<<<<
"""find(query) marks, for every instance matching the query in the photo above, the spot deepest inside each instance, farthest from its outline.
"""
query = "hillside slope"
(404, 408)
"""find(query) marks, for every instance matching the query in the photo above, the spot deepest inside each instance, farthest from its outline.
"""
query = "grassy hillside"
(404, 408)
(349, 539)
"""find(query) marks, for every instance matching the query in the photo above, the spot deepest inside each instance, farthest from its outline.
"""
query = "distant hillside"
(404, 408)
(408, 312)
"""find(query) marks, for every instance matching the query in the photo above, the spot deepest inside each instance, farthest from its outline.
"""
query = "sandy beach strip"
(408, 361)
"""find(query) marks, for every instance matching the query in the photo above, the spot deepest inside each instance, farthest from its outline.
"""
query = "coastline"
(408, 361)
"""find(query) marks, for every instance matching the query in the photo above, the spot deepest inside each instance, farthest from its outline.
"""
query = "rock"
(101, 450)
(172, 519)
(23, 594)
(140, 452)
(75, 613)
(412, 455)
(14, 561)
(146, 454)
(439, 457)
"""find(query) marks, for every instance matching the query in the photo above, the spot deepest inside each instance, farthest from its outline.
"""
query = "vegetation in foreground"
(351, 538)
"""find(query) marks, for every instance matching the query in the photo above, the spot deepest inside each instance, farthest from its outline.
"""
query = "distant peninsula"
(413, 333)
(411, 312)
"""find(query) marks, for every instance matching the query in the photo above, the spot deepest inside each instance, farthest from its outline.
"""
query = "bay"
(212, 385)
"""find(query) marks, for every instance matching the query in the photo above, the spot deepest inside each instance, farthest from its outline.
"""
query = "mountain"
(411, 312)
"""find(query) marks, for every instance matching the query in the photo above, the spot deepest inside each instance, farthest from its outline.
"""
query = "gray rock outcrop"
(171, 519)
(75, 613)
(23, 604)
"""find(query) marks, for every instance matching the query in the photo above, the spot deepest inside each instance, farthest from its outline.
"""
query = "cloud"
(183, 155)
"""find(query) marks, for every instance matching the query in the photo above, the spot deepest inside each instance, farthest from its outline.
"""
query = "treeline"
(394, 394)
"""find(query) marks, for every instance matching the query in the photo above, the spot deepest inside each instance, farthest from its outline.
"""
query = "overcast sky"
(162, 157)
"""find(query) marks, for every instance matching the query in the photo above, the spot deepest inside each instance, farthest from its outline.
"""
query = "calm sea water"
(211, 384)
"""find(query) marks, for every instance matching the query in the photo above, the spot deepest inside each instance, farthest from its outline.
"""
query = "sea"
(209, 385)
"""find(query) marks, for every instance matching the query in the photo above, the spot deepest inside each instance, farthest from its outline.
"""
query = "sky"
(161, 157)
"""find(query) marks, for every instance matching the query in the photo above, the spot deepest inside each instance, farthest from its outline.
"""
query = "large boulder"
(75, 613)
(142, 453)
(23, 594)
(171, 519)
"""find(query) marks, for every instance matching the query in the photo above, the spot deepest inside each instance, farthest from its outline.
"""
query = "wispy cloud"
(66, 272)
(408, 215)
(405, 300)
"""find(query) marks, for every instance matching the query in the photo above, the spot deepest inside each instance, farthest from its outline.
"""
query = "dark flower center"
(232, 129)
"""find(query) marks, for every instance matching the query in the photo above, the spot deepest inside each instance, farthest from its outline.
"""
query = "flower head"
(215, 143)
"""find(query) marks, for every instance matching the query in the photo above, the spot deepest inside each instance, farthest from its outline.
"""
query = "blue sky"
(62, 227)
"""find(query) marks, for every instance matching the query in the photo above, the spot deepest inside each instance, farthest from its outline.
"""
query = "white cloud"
>>>>
What you should do: Restate all of the entries above precisely.

Task result:
"""find(query) marks, for every instance matching the query in the photo above, the spot deepest inside each instance, farthest from its outline.
"""
query = "hillside slope"
(404, 408)
"""find(query) marks, for every instance matching the query in the photo above, the spot deepest inside each instance, farthest from its outline.
"""
query = "grassy hillside"
(404, 408)
(349, 539)
"""find(query) marks, for every instance matching the query in the photo above, the spot deepest inside each instance, farthest from its outline.
"""
query = "distant hillside"
(404, 408)
(408, 312)
"""find(query) marks, for every instance matching the query in the photo above, the spot deepest inside each instance, farthest from its outline.
"""
query = "sandy beach strip"
(408, 361)
"""find(query) marks, for every instance matching the query in the photo above, the spot deepest inside each instance, farthest from its outline.
"""
query = "coastline"
(408, 361)
"""find(query) marks, for every instance matching the query in the photo above, the spot deepest inside each instance, farthest from its outline.
"""
query = "rock"
(101, 450)
(172, 519)
(23, 594)
(140, 452)
(75, 613)
(412, 455)
(14, 561)
(146, 454)
(439, 457)
"""find(query) marks, for every instance matching the query in the photo above, the spot deepest inside each instance, farthest from its outline.
"""
query = "vegetation in foreground"
(351, 538)
"""find(query) marks, for every instance matching the query in the photo above, the spot deepest inside each instance, farthest from its outline.
"""
query = "distant peninsula"
(413, 333)
(411, 312)
"""find(query) marks, for every instance matching the query in the photo above, the spot deepest inside each instance, farthest from its outline.
"""
query = "bay"
(212, 385)
"""find(query) marks, for every instance matching the query in the photo above, the spot deepest inside each instance, farthest from its outline.
"""
query = "mountain"
(411, 312)
"""find(query) marks, for every instance matching the query in the photo above, the spot deepest inside each instance, farthest from its outline.
"""
query = "gray rock outcrop"
(171, 519)
(75, 613)
(23, 604)
"""find(query) marks, for every instance matching the query in the photo above, the spot deepest inside each instance, farthest from its outline.
"""
query = "cloud"
(183, 155)
"""find(query) marks, for every instance matching the query in the photo above, the spot deepest inside each instance, farthest from its outline.
"""
query = "treeline"
(394, 394)
"""find(query) marks, for every instance matching the query in the photo above, the spot deepest inside each instance, farthest from its outline.
"""
query = "overcast sky"
(162, 157)
"""find(query) marks, for every instance matching the query in the photo above, the spot deepest inside each instance, farthest from its outline.
"""
query = "calm sea water"
(211, 384)
"""find(query) marks, for every instance matching the query in the photo above, the spot deepest inside each instance, farthest from its outline.
"""
query = "sea"
(209, 385)
"""find(query) marks, for every instance matching the query in the photo above, the spot deepest inside each instance, farthest from its outline.
"""
query = "sky"
(161, 157)
"""find(query) marks, for every instance matching the query in the photo above, the spot deepest inside each instance, farthest from its outline.
"""
query = "large boulder"
(75, 613)
(142, 453)
(23, 594)
(171, 519)
"""find(query) marks, for every instance matching the query in the photo above, the spot deepest inside each instance, farthest from its outline.
"""
query = "wispy cloud"
(66, 272)
(408, 215)
(405, 300)
"""find(query) marks, for every instance matching the query in the photo above, the spot deepest inside each instance, farthest from its outline.
"""
query = "dark flower center"
(232, 129)
"""find(query) marks, for every instance matching the query in the photo above, the spot deepest inside each instance, farthest from its outline.
"""
query = "flower head"
(215, 143)
"""find(query) marks, for every instance matching the query in the photo above, the spot deepest inside each instance, farthest from its outline.
"""
query = "blue sky"
(62, 227)
"""find(query) marks, for every instance matching the query in the photo above, the spot deepest inside each instance, farthest from its outline.
"""
query = "white cloud"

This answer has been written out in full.